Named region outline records
····················
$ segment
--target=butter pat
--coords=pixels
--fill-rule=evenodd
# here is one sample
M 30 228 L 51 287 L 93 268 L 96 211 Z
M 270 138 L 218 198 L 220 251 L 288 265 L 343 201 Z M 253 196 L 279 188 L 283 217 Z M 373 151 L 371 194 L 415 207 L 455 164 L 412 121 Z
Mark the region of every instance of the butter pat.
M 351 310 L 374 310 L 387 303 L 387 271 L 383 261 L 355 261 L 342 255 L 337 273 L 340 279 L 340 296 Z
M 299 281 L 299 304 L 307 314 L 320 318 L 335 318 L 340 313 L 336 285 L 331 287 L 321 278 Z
····················
Written instruction. Change "butter pat" to "pat of butter" wherever it occurs in the data, and reproduce the lines with everything else left as is.

Result.
$ segment
--target=pat of butter
--coords=pixels
--fill-rule=evenodd
# here is one sample
M 30 228 L 51 287 L 93 268 L 96 211 Z
M 270 138 L 218 198 L 220 251 L 288 265 L 343 201 Z M 253 196 L 279 188 L 283 217 Z M 373 151 L 371 194 L 415 207 L 455 164 L 412 121 Z
Mark the region of every instance of the pat of butter.
M 351 310 L 374 310 L 387 303 L 387 271 L 383 261 L 355 261 L 342 255 L 337 273 L 340 279 L 340 296 Z
M 299 281 L 299 304 L 307 314 L 320 318 L 335 318 L 340 313 L 336 285 L 331 287 L 321 278 Z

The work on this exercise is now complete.